The Value of Dream Analysis

[Written around 2007.]

Dream analysis is a wonderful and challenging discipline – and is often a key component of deep psychotherapy and deep self-therapy. It is best to catch and write down dreams right when you wake up to them, so then the little details that tell so much about them are not lost to the unconscious. I have compiled a list of the benefits of dream analysis, from the personal to the interpersonal to the therapeutic.

  1. Dream analysis is humbling. Life makes it so easy for us to become arrogant and grandiose, to feel we’re on a higher plane than others.  By studying our dreams in depth, we cannot avoid seeing ourselves in the more humble light of our own vulnerabilities and ancient unmet childhood needs. Dreamwork – my word for dream analysis – helps us see that these needs are nothing to be ashamed of and are not our fault, but the fault of our past caretakers, our limited parents, who could not meet them adequately, and sometimes actively stunted them. By owning up to our still-living ancient needs, those anachronistic remnants of our past, we have much less need to pathologize the comparable unmet needs in those we interact with in life. My own dream analysis helps me see, in the most powerful of ways, just how incredibly similar I am to everyone else on this planet, from the sickest to the healthiest.
  2. Analyzing our dreams naturally reinforces in us a pattern of listening for the depths of things and not just taking things at face value. Dreams are the deepest messages of our soul, but expressed in symbolic code. People who take the content of their dreams at face value rarely derive much value out of them. My experience with dream analysis is that it has allowed me to think and approach life much more symbolically than ever – and to trust my free associations better than ever. This has been allowed me to become a much more intuitive person. Because of my dream analysis I find myself more naturally inclined to sort through my daily behavior in search of present replications of past traumatic dynamics – and I do the same with my patients, which has makes me a much more effective therapist.

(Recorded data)
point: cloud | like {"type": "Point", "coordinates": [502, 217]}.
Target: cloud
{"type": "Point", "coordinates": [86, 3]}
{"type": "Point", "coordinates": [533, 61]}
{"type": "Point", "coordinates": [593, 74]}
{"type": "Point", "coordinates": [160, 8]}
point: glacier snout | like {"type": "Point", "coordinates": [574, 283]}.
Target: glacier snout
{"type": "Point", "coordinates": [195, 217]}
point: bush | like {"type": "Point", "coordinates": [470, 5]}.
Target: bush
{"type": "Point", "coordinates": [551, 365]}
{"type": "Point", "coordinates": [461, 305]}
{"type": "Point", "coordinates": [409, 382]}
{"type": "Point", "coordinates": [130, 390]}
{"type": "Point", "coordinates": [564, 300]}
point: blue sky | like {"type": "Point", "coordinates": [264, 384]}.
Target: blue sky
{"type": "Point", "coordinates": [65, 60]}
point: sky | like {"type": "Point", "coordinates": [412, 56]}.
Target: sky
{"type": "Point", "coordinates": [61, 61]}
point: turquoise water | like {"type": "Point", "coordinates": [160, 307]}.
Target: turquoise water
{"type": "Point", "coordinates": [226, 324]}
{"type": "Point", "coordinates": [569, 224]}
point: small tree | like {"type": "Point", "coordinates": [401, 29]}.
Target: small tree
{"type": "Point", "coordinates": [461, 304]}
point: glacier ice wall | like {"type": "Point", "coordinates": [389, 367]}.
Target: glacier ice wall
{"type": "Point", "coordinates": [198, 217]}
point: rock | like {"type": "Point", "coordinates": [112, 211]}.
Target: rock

Task item A>
In the essay on dream analysis:
(i) Around what year was it written?
(ii) At what moment is it best to write down a dream?
(iii) What is the writer's own word for dream analysis?
Task item B> According to the opening paragraph of the essay on dream analysis, what kinds of benefit does the writer's list range across?
Task item C> Write the next part of the essay on dream analysis, picking up after its final sentence.

Answer space A>
(i) Around 2007.
(ii) Right when you wake up to it.
(iii) Dreamwork.

Answer space B> Personal, interpersonal, therapeutic.

Answer space C>
  3. My own dreamwork shows me that I can heal myself – and that the answers to life’s questions are all within. Whenever I can figure out what a dream really means, and decode all its symbols and place them in proper context, I get a major clue into the workings of my unconscious. And when I do this for fifty – or a hundred, or a thousand – dreams in a row, I really get to know myself well. This is incredibly empowering, and gives me something that no external guru, therapist, or book can provide.
  4. Dreamwork keeps us focused on the center of our being. I haven’t found anything in my life that so intensely keeps me centered. Granted, being centered has its costs, especially when we hide things in our unconscious that we’d rather not know or remember, but in the end if we don’t bring up and work out the things in our unconscious we will act them out, and this is the essence of living death. Dreamwork is a wonderful antidote to this.
  5. As a therapist I find that my dreamwork empowers my work with my patients. The more centered I become through dream analysis the less I hunt for external gurus to rescue me from my traumas, and consequently the less I need to play guru with my patients. They tend to appreciate this, which reminds us both that ultimately they are their own healers, and that I am only a guide. I used to be more afraid that if my patients became too empowered they’d all quit therapy and I’d be out of business, and while I still have this fear at times, it hasn’t proven true. And the exciting thing is, the more I do my inner homework the more I really do have something valuable to offer.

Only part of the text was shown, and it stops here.